- WORK INSTRUCTIONS: Rewrite the records as a numbered list, leaving out blank lines. Include only the lines from the one containing "<item>woman's hand</item> ->" up to and including the one containing "M208 19L201 24L199".
═══ DATASET RECORDS
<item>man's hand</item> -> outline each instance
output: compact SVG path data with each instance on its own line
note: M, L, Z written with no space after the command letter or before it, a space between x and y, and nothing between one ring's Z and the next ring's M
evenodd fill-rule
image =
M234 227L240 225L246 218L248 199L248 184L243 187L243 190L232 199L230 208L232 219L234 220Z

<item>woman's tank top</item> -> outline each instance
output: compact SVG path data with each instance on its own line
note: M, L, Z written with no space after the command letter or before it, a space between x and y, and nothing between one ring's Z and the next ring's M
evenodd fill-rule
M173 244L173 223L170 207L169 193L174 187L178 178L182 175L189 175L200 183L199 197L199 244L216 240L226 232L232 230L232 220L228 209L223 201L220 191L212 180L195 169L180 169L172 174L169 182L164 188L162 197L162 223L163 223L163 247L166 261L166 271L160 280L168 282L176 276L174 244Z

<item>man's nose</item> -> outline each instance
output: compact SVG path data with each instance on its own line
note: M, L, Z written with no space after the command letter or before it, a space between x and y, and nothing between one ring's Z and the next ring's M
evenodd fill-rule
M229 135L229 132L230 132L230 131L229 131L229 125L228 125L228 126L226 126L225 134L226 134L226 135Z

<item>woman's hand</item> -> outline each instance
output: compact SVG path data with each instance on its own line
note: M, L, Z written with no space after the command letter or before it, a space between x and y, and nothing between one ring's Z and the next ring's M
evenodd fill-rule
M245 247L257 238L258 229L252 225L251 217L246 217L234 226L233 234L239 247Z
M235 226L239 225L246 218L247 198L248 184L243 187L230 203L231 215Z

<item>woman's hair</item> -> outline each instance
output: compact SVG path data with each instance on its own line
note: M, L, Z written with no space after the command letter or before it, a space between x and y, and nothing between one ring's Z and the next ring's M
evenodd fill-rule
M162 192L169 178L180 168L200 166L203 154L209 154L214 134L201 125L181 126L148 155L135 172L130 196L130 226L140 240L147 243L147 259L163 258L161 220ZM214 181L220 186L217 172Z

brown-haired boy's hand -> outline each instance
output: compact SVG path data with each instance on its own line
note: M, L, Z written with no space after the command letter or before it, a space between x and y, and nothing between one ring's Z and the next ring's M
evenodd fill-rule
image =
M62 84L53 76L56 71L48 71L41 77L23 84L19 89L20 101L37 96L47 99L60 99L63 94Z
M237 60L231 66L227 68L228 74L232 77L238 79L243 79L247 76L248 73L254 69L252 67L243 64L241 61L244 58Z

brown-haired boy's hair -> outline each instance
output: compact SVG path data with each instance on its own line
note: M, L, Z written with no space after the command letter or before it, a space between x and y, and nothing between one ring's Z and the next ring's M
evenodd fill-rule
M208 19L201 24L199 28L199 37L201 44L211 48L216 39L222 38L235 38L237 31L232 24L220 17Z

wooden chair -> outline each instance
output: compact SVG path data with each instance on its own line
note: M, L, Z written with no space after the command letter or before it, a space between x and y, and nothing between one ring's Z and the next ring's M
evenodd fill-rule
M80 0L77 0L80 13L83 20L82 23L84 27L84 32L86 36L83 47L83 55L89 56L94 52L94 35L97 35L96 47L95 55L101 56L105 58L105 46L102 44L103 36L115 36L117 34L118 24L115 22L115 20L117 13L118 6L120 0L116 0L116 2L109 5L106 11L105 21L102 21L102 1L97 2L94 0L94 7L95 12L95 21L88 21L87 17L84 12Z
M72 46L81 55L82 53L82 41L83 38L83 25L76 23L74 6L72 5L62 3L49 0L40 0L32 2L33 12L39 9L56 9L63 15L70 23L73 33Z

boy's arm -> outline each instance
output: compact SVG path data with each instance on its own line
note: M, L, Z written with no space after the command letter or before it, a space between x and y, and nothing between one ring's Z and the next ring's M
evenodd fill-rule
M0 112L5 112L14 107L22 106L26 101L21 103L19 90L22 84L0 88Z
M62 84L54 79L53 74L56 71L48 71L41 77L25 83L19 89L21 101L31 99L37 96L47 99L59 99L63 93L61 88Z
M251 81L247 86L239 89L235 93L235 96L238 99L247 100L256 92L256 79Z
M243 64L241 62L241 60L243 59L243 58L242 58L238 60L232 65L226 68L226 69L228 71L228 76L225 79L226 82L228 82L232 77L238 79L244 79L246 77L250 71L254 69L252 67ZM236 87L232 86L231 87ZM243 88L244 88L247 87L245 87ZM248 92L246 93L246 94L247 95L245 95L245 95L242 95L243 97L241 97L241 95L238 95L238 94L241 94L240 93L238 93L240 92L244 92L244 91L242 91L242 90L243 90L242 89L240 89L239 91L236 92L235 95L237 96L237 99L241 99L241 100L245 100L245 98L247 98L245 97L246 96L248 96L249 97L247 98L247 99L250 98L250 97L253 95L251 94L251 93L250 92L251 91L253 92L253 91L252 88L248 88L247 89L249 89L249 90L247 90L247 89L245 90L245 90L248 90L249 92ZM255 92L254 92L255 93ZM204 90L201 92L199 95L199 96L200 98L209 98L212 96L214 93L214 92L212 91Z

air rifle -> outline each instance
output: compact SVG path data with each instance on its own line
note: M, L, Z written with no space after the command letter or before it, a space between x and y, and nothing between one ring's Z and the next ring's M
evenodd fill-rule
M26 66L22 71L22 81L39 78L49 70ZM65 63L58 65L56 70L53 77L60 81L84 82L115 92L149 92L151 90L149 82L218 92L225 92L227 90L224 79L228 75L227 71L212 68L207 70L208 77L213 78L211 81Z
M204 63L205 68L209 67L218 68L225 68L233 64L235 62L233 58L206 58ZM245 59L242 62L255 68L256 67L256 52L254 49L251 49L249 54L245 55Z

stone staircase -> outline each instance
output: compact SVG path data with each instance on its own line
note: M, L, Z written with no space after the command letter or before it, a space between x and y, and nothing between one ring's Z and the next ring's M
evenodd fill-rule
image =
══════
- SOLUTION FOR THIS EXERCISE:
1. <item>woman's hand</item> -> outline each instance
2. output: compact SVG path data with each instance on its own line
3. note: M, L, Z written with no space after the command letter or before it, a space between x and y, and nothing between one ring's Z and the next ring's M
4. evenodd fill-rule
5. M245 247L257 238L258 229L252 225L251 217L246 217L234 226L233 234L239 247Z
6. M235 226L239 225L246 218L247 198L248 184L243 187L230 203L231 215Z
7. <item>woman's hair</item> -> outline each instance
8. output: compact SVG path data with each instance on its own line
9. note: M, L, Z written with no space after the command letter or before it, a space between x and y, and nothing between one ring's Z and the next ring's M
10. evenodd fill-rule
11. M162 192L169 178L180 168L200 166L203 154L209 154L214 134L201 125L181 126L148 155L135 172L130 196L130 226L140 240L147 243L147 259L163 258L161 220ZM214 181L220 186L217 172Z
12. brown-haired boy's hand -> outline each instance
13. output: compact SVG path data with each instance on its own line
14. note: M, L, Z written with no space after the command letter or before it, a space between x and y, and nothing between one ring's Z and the next ring's M
15. evenodd fill-rule
16. image =
17. M62 84L53 76L56 71L48 71L41 77L23 84L19 89L20 101L37 96L47 99L60 99L63 94Z
18. M237 60L231 66L227 68L228 74L232 77L238 79L243 79L247 76L248 73L254 69L252 67L243 64L241 61L244 58Z
19. brown-haired boy's hair -> outline each instance
20. output: compact SVG path data with each instance on its own line
21. note: M, L, Z written with no space after the command letter or before it, a space between x and y, and nothing between one ring's Z and the next ring's M
22. evenodd fill-rule
23. M208 19L201 24L199 28L199 37L201 44L211 48L216 39L222 38L235 38L237 31L232 24L220 17Z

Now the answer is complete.